Text provided
◆ ◆ ◆ ◆

# Questions about hopping up a Parma controller



## TX Street Racer (May 8, 2004)

Good morning everyone, I have been wanting to purchase a good HO controller for a long time. I currently run Parma econo's....but the ohms are waay off. 

I have strongly considered buying one of BRP's Nitro controllers.....but this morning I've been sitting here browsing some sites with controllers for sale....and I stumbled onto something which got me to thinking. Why not just build up my own controller???

Ideally, I'd use a BRP 120 ohm resistor....BUT, I'm considering buying a Parma HO plus controller and swap resistors out.Also, I found that " SlotProSpeedway.com " sells a really nice reasonably priced "brake pot" and knob. Ideally, I'd also add built in fuse protection.....just like the nitro controllers that BRP uses in thier controllers.

Does anyone have any experience with the Parma HO plus controller??? I like the fact that it has an aluminum frame and heatsink.......but I'd like to know if anyone thinks that the brake pot and fuse protection would fit......

◆ ◆ ◆ ◆

[Extracted data entries]
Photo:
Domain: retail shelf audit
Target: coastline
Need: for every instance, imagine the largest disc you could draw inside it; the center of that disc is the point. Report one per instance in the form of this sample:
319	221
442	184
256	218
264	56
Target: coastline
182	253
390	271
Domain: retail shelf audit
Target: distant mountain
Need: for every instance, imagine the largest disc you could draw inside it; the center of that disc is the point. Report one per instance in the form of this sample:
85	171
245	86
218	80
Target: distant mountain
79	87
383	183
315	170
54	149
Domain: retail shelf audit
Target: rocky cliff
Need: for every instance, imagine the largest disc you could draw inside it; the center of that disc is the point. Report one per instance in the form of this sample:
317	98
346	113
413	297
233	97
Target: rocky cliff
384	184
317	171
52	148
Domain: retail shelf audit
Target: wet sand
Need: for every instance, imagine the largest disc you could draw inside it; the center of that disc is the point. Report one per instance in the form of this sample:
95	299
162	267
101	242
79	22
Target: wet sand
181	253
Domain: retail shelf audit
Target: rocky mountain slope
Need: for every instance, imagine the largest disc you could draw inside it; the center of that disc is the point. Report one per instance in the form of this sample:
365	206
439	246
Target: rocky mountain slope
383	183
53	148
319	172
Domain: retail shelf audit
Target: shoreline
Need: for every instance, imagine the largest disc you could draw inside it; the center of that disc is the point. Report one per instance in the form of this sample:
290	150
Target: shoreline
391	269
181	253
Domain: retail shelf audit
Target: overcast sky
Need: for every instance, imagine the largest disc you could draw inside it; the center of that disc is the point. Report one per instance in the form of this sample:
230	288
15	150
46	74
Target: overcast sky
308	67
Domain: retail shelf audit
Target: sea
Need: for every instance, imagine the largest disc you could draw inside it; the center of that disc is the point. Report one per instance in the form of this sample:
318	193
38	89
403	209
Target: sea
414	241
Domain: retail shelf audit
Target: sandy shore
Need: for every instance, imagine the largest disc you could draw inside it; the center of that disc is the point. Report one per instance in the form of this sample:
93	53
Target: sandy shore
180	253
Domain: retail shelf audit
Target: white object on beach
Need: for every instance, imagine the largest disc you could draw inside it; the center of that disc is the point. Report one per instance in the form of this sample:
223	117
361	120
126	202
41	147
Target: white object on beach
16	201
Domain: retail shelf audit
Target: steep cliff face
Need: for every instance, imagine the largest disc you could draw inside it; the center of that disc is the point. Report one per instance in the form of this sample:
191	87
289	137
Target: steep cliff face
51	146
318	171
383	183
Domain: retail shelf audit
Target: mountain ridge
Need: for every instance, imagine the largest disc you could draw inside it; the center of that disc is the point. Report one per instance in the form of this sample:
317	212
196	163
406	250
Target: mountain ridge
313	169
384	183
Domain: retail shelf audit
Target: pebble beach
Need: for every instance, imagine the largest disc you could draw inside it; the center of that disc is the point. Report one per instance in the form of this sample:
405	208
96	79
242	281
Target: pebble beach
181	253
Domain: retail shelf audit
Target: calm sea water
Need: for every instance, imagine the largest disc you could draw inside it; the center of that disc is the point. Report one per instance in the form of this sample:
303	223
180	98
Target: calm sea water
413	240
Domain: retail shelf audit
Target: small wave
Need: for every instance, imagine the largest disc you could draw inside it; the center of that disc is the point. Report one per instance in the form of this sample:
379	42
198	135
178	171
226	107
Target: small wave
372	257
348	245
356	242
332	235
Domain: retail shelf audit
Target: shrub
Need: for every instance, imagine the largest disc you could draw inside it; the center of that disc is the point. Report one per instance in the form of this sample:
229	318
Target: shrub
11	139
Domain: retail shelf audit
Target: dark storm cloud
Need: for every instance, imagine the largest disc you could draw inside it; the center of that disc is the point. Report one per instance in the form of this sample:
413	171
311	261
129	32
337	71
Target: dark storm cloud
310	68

◆ ◆ ◆ ◆

Short exercise 1
Based on the forum post about hopping up a Parma controller, say whether each statement below agrees with it. Answer yes or no for each, and quote the deciding words.
(a) The poster currently runs Parma econo controllers.
(b) The poster has already bought one of BRP's Nitro controllers.
(c) The poster likes that the Parma HO plus controller has an aluminum frame.
Short exercise 2
Write out the part of the forum post that begins at the words "Good morning everyone, I" and stops after "in thier controllers.", word for word.

Correct result 1
(a) Yes: "I currently run Parma econo's"
(b) No: "I have strongly considered buying one of BRP's Nitro controllers"
(c) Yes: "I like the fact that it has an aluminum frame and heatsink"

Correct result 2
Good morning everyone, I have been wanting to purchase a good HO controller for a long time. I currently run Parma econo's....but the ohms are waay off. 

I have strongly considered buying one of BRP's Nitro controllers.....but this morning I've been sitting here browsing some sites with controllers for sale....and I stumbled onto something which got me to thinking. Why not just build up my own controller???

Ideally, I'd use a BRP 120 ohm resistor....BUT, I'm considering buying a Parma HO plus controller and swap resistors out.Also, I found that " SlotProSpeedway.com " sells a really nice reasonably priced "brake pot" and knob. Ideally, I'd also add built in fuse protection.....just like the nitro controllers that BRP uses in thier controllers.